| Problem |
From the entries below, return every line that includes the word "snowy".
----------------------------------------
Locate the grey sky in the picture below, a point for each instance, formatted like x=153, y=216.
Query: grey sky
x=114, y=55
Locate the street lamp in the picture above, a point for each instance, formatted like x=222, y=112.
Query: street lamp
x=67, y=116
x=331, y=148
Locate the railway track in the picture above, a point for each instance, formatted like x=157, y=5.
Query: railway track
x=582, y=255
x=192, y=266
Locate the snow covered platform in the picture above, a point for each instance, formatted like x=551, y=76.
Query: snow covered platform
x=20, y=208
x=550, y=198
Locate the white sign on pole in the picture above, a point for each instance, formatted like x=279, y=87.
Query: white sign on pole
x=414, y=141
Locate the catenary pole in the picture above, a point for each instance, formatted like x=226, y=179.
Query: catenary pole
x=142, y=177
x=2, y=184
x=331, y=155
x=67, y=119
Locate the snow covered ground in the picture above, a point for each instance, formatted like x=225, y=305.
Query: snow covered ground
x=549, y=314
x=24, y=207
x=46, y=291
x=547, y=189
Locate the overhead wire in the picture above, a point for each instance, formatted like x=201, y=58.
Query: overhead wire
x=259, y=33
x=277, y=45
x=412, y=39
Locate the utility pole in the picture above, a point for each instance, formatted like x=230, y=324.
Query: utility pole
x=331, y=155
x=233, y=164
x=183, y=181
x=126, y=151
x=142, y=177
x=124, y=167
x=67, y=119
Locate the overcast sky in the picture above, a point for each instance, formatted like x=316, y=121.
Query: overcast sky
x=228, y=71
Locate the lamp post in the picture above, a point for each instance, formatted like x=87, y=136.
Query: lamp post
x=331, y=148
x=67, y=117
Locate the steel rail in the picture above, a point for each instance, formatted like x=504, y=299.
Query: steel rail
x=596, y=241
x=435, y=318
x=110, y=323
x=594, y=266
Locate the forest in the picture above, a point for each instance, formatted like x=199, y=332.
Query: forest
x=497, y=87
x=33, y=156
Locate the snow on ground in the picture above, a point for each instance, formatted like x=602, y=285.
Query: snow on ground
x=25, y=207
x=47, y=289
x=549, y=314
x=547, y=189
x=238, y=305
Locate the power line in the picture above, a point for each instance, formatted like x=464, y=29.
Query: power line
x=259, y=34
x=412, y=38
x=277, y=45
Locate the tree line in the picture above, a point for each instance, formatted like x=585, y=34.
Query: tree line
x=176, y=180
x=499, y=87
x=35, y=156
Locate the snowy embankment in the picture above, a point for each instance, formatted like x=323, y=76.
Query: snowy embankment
----------------------------------------
| Solved exercise |
Locate the snowy embankment in the picture above, a point for each instance, formatted like x=323, y=76.
Query: snowy embankment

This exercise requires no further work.